Task goal: Transcribe all of the records below word for word, and omit the pictures from your transcription.
## Begin Provided entries
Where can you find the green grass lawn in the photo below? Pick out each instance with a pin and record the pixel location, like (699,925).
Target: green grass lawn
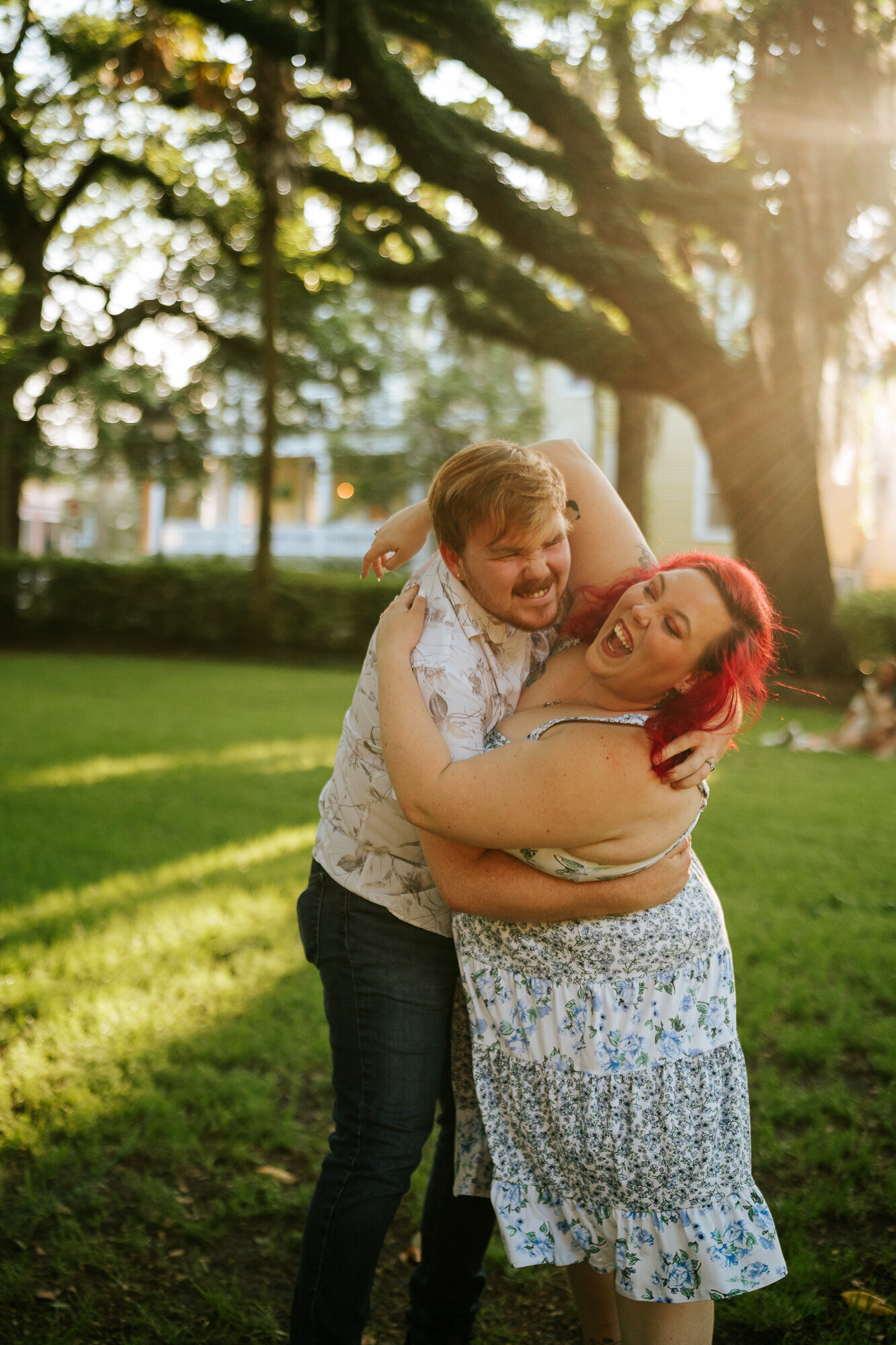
(162,1036)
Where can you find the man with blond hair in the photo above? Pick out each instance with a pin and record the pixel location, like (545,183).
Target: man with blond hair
(372,918)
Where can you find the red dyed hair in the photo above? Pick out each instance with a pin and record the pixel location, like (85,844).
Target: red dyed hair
(733,669)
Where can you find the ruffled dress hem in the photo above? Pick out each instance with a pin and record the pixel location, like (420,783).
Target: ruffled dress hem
(689,1256)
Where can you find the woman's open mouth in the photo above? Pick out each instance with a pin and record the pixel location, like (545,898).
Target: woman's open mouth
(618,645)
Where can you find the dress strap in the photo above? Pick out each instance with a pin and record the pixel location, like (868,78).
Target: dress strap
(635,719)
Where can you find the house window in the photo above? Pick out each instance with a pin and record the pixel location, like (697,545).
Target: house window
(182,501)
(709,523)
(292,492)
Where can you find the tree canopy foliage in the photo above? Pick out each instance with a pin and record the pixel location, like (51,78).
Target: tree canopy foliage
(513,159)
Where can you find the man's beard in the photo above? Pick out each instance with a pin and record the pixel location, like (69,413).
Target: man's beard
(512,618)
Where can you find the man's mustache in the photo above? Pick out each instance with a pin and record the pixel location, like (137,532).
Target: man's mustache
(528,590)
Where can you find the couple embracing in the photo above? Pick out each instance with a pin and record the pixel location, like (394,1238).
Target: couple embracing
(510,926)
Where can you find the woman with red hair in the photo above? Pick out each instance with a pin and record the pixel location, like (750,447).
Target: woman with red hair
(610,1121)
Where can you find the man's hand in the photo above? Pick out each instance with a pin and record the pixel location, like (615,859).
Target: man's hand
(498,887)
(658,884)
(397,540)
(704,753)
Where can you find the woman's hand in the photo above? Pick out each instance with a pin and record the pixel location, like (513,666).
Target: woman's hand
(401,625)
(397,541)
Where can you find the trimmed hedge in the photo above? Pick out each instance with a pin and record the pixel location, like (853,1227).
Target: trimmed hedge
(869,623)
(184,605)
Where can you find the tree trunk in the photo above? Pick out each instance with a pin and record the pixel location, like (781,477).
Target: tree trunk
(635,443)
(11,481)
(263,597)
(763,447)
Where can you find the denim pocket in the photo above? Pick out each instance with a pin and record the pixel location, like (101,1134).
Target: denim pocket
(309,911)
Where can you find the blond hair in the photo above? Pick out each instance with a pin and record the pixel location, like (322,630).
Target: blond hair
(514,490)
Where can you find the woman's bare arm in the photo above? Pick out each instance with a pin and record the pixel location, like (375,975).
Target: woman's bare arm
(528,794)
(493,884)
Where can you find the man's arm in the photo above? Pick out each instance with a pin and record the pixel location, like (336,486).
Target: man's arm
(493,884)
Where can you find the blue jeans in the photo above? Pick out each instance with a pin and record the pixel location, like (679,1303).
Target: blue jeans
(389,991)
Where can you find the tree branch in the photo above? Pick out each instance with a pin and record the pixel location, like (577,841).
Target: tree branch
(494,298)
(838,305)
(271,32)
(101,162)
(669,154)
(633,279)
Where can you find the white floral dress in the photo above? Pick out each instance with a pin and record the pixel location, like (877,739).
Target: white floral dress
(607,1112)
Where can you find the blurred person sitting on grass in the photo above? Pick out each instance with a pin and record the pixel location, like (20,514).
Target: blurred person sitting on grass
(372,918)
(869,724)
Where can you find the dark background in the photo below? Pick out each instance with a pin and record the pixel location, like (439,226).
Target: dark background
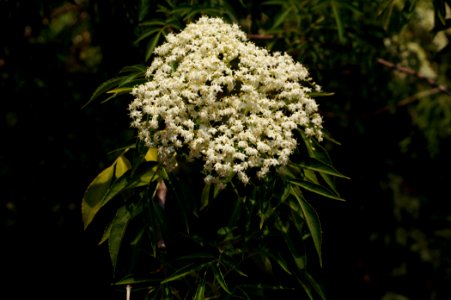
(389,240)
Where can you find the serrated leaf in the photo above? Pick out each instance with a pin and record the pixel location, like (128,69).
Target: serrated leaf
(281,18)
(95,193)
(220,279)
(205,197)
(101,190)
(151,154)
(144,178)
(312,220)
(319,166)
(123,90)
(152,45)
(319,290)
(103,88)
(317,189)
(117,232)
(200,291)
(185,271)
(122,166)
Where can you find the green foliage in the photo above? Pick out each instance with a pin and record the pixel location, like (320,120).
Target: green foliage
## End Provided entries
Written response:
Where can you find the green grass lawn in the photo below? Pick out each instance with a pin and record the pixel location, like (699,925).
Target: green grass lawn
(162,1036)
Where can you find the man with blond hair in the photo above? Pick out each instance with a pin and record the pixel location, like (545,183).
Target: man with blond hair
(372,918)
Where can you find the red dyed hair in the photo above? Pick out each instance with a pin and record the pixel location, like (85,844).
Target: red dyed hair
(733,669)
Where can you find the ruffled dress hem in the photo above? Pick out each instance with a pin and record the pixel location, like (420,783).
Target: ruffled dress hem
(689,1256)
Where can you find the woman's open mouth in the photo above? Pick out each instance with a pin and record the pixel location, like (545,898).
Target: woman's open mouth
(618,645)
Where can you find the dress strap in the photo above? Pick out each instance with a pin and record the pixel location, like (868,78).
Target: dress strap
(635,719)
Where can you find the house window in the photo above? Pick out each instance with a pin and record the pixel location, like (697,545).
Target: house window
(182,501)
(709,523)
(292,492)
Where can you find the tree canopy foliage in the photo above? Pick out each instance with a pin and record the pixel location, like (51,78).
Target: tree canopy foliage
(513,159)
Where can you find the man's beard in the photo above? Pick out each instance with a pin and record the pixel location, like (69,413).
Target: man's beard
(512,618)
Where can you find the man's mustache in the photo above? Pick out each instance with a pin and record the pixel location, like (137,532).
Target: man's mustache
(528,590)
Where can you find the couple embracing in the photo above? Pick out each instance with a pin and record the pixel location, like (394,1238).
Target: couple embracing
(510,926)
Where can you find the woman with red hair in the photo above? Pick out each instance with a pin and record the pixel location, like (750,447).
Target: woman with red hair
(610,1121)
Where can you find the man's hand in the photo above? Pick out each instance with a pin and record the pixel location, like (615,859).
Target: man's hand
(498,887)
(658,884)
(397,540)
(704,753)
Where can you find the woman's hand in the photo above? Pick out each instance with a pin and record the pixel location, like (513,666).
Target: woman's hand
(401,625)
(397,541)
Where can you find the trimmed hedge in the photo above? Pick out each instance with a pin and record the pixel location, like (853,1227).
Target: trimmed hedge
(869,623)
(184,605)
Where can you find the tree trunk in the photo above? Pick out each instance with a pin and record the pixel location, like (781,477).
Target: tree trunk
(635,443)
(11,481)
(263,597)
(763,447)
Where can you find the denim pocket in the photo above? Pick out each instance with a pin and record the pixel location, like (101,1134).
Target: denim pocket
(309,911)
Where can you find the blond hair in the photo above? Pick out each instance with a pin and record the pixel location, like (322,630).
Target: blond hair
(514,490)
Where can you find the woman's bare arm in the photo above? Pick out each instance with a pin and record the pixel location, like (375,975).
Target: woman's bare arm
(528,794)
(493,884)
Where can you find the man's arm in the photo above? Pick out each instance with a pin and record the pixel location, like (336,486).
Target: man's arm
(493,884)
Where can you find the blue jeans in the photo above? Pick out each instance with a pin and record the pixel location, like (679,1303).
Target: blue jeans
(389,991)
Where can you find the tree branch in the photo above? Pick out each instance with a pin and record the pixel location, like (577,841).
Target: tree branch
(494,298)
(838,305)
(271,32)
(101,162)
(669,154)
(633,279)
Where can you find the white floral dress in the photo above? Pick out each instance with a pin and record the pixel location, like (877,739).
Target: white floral dress
(607,1112)
Where can you find the blurred person sitting on grass in the photo above? Pick out each instance with a pin and record the pixel location, like (20,514).
Target: blurred person sitting on grass
(372,918)
(869,724)
Where can you find the dark background in the photo below? Pick out each instance with a pin and record the pixel location, like (439,226).
Target: dark background
(389,240)
Where can you find the serrated leaf in the photo above? Pick out each instance with a pin and record the pixel location, like (128,69).
Target: serrated leaf
(281,18)
(95,193)
(220,279)
(205,197)
(101,190)
(151,154)
(144,178)
(312,220)
(319,166)
(123,90)
(152,45)
(319,290)
(103,88)
(317,189)
(117,232)
(200,291)
(185,271)
(122,166)
Where can you find the green foliage in the photo above? Pick out each instance with a pin and record the pixel location, like (320,120).
Target: green foliage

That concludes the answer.